- **EXTRAIT DU DOCUMENT**:
-.-.-
Un troisième programme utilisera des rayons laser ou des ondes radio-électriques susceptibles d’immobiliser ou détruire des troupes et matériels au sol.

Le général James E. Cartwright, chef de l’United States Strategic Command, a expliqué récemment à la sous-commission du Sénat compétente pour la question des armements nucléaires que l’objectif était de permettre à la nation de “délivrer une attaque très rapidement, sans long plannings préparatoires , n’importe où à la surface de la Terre.

Mais beaucoup de sénateurs se sont inquiétés. Comment la Russie, l’Union Européenne, la Chine et l’Inde vont-elles réagir. Et que feront les Etats-Unis si l’un de ces pays décidait à son tour de développer de telles armes. Faudra-t-il en venir à des frappes préventives ? Ce discours raisonnable a été relayé par Teresa Hitchens, vice présidente du Center for Defense Information, Think Tank qui analyse et critique la politique du Pentagone. « L’espace doit rester un domaine international non militarisé ni militarisable”.
-.-.-
- **BLOC DE DONNÉES**:
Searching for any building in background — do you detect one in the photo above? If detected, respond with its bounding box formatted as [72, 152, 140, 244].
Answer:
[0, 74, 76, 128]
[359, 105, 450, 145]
-.-.-
- **PROBLÈME A**:
Dans le passage sur les armes spatiales américaines, quelle fonction Teresa Hitchens occupe-t-elle ?
- **PROBLÈME B**:
Reprenez le passage sur les armes spatiales américaines à partir de l'endroit où il s'arrête.
Les lignes ne jouent ici aucun rôle.

- **RÉSULTAT DE L'EXERCICE A**:
Elle est vice-présidente du Center for Defense Information.

- **RÉSULTAT DE L'EXERCICE B**:
De plus, les budgets évoqués par l’Air Force elle-même (de 220 milliards à 1 trilliard) paraissent hors de portée. La frappe unitaire passerait de 600.000 dollars avec un Tomahawk à 100 millions de dollars avec les systèmes proposés. D’ores et déjà, les “simples” satellites de reconnaissance et d’observation voient leurs coûts au moins tripler. C’est le cas du nouveau programme de satellites-espions dit Future Imagery Architecture, dont le coût est de 25 milliards (et dont les résultats seraient d’ailleurs décevants). Ces coûts ne seraient supportables que si l’ensemble des systèmes d’armes actuels étaient reconvertis, ce qui parait à la fois utopique et dangereux.

Mais le général Lord considère que toutes ces objections ne tiennent pas. « La supériorité spatiale est notre destin. Il s’agit aujourd’hui d’une mission devant être conduite quotidiennement. Mais il s’agit aussi d’une vision pour le Grand Futur ».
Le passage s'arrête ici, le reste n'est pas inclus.